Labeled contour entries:
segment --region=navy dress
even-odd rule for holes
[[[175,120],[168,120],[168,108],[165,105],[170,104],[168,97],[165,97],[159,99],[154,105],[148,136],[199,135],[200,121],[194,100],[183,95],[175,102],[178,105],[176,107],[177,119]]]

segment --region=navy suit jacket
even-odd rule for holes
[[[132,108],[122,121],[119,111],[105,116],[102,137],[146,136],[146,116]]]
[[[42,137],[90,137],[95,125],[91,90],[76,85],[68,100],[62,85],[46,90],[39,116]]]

- **GOAL**:
Lay out the items above as a two-column CSV with the headers "input" and "output," one row per item. Put each item's text under input and its answer under output, each in a single quoted field with line breaks replaced by spaces.

- **RESULT**:
input,output
"segment --region=navy dress even-odd rule for holes","[[[175,120],[168,120],[168,108],[165,105],[170,104],[168,97],[165,97],[159,99],[154,105],[148,136],[199,135],[200,121],[194,100],[183,95],[175,102],[178,105],[176,107],[177,119]]]"
"segment --region=navy suit jacket even-odd rule for holes","[[[132,108],[122,121],[119,111],[105,116],[102,137],[146,136],[146,116]]] [[[42,137],[90,137],[95,125],[91,90],[76,85],[68,100],[62,85],[46,90],[39,116]]]"